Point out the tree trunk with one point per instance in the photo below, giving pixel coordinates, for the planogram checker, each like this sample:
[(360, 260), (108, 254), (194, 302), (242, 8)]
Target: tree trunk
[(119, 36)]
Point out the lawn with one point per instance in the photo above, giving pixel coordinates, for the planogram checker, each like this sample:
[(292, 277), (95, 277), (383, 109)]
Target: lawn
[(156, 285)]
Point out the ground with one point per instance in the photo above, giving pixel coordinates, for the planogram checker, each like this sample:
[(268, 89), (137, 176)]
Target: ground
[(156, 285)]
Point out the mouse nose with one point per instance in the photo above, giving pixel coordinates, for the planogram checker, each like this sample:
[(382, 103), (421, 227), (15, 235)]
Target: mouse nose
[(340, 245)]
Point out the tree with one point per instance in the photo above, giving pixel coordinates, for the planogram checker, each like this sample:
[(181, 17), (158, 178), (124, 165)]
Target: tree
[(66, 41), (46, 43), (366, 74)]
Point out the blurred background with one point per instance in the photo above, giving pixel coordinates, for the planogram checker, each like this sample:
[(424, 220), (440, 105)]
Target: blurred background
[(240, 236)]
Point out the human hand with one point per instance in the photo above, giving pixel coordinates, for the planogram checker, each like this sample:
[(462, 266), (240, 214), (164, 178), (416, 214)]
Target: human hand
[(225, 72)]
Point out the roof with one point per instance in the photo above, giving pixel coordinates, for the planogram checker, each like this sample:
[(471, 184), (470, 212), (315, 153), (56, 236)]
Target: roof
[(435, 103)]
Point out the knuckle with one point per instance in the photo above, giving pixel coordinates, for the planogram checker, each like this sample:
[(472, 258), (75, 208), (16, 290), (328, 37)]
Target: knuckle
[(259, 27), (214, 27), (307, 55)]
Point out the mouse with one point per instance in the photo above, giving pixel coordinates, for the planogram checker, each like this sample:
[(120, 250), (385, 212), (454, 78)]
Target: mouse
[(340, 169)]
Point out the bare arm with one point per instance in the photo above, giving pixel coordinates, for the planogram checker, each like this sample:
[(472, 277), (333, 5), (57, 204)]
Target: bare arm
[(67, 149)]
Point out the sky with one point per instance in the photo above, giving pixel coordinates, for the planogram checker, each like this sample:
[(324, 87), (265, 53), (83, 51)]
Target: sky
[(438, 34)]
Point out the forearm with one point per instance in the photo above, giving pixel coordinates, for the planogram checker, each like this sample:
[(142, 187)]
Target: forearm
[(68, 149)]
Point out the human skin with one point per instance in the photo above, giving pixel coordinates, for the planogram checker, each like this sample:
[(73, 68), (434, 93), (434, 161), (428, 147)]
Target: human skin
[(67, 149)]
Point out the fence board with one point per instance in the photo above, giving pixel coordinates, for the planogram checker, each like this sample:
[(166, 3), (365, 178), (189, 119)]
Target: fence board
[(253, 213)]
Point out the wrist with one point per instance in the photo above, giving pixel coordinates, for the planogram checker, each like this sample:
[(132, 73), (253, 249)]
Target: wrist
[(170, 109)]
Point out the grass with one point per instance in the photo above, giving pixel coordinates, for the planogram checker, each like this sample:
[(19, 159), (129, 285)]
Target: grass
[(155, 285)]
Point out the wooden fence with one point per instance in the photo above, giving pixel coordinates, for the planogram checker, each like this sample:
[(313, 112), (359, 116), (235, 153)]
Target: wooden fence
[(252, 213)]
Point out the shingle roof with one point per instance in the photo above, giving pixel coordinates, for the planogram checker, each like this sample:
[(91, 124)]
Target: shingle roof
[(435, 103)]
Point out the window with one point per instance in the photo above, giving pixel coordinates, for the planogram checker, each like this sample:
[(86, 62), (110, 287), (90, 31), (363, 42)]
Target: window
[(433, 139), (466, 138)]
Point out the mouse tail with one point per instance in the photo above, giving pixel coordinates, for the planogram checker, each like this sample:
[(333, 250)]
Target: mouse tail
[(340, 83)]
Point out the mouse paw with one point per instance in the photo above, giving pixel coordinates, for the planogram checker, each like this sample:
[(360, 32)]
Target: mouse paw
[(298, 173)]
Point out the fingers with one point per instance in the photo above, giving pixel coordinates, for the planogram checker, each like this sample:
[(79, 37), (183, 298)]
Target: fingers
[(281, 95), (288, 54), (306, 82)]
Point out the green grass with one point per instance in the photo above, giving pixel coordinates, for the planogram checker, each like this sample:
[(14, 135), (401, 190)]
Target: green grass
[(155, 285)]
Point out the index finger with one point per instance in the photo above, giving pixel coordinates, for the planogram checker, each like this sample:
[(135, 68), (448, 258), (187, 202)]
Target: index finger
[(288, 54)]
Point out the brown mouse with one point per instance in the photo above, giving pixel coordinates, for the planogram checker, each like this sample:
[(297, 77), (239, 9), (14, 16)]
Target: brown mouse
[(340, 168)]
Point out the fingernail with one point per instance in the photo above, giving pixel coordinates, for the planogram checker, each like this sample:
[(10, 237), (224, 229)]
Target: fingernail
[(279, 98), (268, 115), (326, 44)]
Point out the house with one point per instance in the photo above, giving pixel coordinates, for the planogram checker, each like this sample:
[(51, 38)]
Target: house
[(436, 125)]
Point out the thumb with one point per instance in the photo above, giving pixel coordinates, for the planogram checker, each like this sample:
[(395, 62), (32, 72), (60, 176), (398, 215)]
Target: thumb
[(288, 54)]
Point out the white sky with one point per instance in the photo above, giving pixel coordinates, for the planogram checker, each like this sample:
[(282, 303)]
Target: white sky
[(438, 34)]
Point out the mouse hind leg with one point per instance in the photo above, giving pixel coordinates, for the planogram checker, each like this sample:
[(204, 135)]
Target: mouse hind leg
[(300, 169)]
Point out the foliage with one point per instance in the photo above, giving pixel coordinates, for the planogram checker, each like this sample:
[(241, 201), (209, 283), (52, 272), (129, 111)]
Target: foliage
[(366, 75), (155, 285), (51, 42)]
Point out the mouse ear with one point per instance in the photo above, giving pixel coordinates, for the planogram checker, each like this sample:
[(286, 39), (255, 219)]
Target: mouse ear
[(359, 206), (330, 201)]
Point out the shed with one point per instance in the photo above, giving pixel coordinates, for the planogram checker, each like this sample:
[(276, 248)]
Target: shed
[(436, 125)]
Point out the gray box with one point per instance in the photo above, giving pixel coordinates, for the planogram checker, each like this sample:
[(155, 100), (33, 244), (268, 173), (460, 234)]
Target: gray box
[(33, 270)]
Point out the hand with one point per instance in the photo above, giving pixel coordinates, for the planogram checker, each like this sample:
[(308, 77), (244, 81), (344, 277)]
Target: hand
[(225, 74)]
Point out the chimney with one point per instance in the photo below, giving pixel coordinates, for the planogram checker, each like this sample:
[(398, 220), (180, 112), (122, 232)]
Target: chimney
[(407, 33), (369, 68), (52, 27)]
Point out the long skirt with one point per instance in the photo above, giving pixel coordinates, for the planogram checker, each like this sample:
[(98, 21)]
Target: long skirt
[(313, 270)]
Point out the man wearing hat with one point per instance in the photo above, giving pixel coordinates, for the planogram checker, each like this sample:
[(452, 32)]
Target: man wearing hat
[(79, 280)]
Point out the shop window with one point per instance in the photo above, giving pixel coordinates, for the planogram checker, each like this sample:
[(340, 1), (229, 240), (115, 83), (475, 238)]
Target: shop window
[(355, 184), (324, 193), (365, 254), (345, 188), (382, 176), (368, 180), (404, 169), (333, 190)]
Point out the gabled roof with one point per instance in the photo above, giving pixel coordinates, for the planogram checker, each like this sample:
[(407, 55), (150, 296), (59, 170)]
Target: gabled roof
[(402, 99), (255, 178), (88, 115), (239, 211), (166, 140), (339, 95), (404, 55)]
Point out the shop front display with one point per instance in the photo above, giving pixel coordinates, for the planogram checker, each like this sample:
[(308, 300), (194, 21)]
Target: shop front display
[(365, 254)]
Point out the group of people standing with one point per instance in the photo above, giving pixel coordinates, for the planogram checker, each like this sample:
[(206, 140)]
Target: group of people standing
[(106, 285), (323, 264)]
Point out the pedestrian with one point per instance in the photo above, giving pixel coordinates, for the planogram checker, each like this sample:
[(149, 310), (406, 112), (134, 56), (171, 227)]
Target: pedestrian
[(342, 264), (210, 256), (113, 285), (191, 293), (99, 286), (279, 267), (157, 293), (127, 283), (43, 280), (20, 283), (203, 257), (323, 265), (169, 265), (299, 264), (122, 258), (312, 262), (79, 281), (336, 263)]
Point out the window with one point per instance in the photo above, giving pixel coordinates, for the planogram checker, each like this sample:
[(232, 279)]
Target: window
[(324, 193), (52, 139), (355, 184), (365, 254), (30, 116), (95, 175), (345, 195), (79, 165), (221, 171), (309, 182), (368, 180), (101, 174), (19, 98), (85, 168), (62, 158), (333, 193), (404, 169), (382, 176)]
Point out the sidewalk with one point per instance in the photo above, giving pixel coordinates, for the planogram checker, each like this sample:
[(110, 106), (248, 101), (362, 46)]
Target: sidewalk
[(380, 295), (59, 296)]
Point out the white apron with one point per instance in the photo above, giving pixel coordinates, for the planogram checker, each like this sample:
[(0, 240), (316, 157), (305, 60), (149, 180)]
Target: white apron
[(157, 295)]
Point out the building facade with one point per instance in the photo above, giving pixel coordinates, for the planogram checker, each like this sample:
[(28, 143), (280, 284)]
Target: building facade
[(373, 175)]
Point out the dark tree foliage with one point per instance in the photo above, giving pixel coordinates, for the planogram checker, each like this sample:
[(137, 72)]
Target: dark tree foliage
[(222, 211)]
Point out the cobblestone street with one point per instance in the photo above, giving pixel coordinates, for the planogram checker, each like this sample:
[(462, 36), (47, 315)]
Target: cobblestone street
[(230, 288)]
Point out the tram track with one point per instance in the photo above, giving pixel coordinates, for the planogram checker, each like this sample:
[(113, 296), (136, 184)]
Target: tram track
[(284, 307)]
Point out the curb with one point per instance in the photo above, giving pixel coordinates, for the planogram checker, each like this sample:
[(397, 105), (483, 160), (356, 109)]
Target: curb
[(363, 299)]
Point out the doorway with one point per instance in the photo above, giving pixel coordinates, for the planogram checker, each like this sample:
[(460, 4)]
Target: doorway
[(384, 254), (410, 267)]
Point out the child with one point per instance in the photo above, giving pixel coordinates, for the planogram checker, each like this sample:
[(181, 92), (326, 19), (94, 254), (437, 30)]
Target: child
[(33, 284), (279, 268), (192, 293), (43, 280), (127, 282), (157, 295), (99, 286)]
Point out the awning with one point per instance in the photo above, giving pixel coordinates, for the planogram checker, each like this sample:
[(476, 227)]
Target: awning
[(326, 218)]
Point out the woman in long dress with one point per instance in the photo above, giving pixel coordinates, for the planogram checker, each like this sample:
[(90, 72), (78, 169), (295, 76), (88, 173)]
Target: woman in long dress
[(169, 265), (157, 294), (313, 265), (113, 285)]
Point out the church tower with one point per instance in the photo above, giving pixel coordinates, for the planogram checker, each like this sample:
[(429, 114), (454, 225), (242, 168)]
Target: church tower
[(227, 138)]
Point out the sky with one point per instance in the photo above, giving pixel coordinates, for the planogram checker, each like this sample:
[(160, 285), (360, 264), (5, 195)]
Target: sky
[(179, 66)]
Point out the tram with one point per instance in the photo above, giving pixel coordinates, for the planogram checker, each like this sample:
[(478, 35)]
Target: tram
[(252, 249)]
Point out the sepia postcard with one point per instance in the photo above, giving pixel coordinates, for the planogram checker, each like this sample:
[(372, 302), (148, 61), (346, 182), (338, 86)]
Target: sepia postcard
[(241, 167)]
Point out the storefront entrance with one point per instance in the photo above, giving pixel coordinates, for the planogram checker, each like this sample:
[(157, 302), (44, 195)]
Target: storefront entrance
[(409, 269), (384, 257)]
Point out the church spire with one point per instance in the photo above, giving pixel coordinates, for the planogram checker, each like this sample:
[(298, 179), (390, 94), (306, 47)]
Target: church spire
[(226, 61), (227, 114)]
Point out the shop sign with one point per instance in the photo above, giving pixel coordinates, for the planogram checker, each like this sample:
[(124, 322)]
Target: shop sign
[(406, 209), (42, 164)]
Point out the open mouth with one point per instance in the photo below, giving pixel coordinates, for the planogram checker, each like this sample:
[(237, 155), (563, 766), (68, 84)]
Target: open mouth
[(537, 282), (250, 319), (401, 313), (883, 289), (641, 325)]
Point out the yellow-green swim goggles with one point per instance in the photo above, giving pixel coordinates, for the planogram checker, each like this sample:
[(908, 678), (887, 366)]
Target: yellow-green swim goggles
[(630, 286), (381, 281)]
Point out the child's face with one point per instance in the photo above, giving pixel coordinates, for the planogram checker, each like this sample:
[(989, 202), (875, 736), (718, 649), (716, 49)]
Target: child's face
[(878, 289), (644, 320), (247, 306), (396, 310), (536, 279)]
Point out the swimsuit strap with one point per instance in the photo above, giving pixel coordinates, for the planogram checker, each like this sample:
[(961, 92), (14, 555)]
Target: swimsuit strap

---

# [The exercise]
In the records above, locate the line that contains "Point out the sepia". Repeat it and every line after it, exactly, and nothing else.

# [Answer to the problem]
Point out the sepia postcard with one point per instance in the photo above, giving pixel coordinates, for the planogram checker, each like this sample:
[(372, 302), (148, 61), (346, 182), (338, 86)]
Target: sepia postcard
[(241, 167)]
Point out the storefront entrance with one point per instance in the photo above, giving pixel coordinates, for the planogram checker, each like this sample:
[(157, 302), (44, 195)]
Target: storefront entrance
[(409, 269), (384, 257)]
Point out the church spire with one point per instance in the photo above, giving pixel coordinates, for the planogram checker, each like this sample:
[(298, 179), (390, 94), (306, 47)]
Target: church spire
[(226, 61), (227, 114)]
Point out the shop sign with one point per instance in the photo above, giving pixel coordinates, for the planogram checker, each like this sample:
[(124, 322)]
Target: shop sign
[(406, 209), (42, 164)]
Point out the open mouth with one point per instance in the photo below, giving pixel coordinates, for the planogram checker, each like this sample:
[(237, 155), (563, 766), (68, 84)]
Target: open mouth
[(537, 282), (250, 319), (401, 313), (883, 289), (641, 325)]
Point out the yellow-green swim goggles with one point per instance in the photo above, giving pixel coordinates, for the planogram checker, each like this sample:
[(908, 678), (887, 366)]
Target: yellow-green swim goggles
[(630, 286), (381, 281)]
Point out the child's face with one point per instance in the photo above, giving pixel coordinates, for the planogram checker, each like this sample:
[(989, 202), (875, 736), (718, 649), (716, 49)]
Target: child's face
[(878, 289), (644, 320), (247, 306), (396, 310), (536, 279)]
Point out the swimsuit strap with one point per instance in the photo above, giving pixel coordinates, for the planogram checker, each like this sample:
[(961, 92), (14, 555)]
Target: swimsuit strap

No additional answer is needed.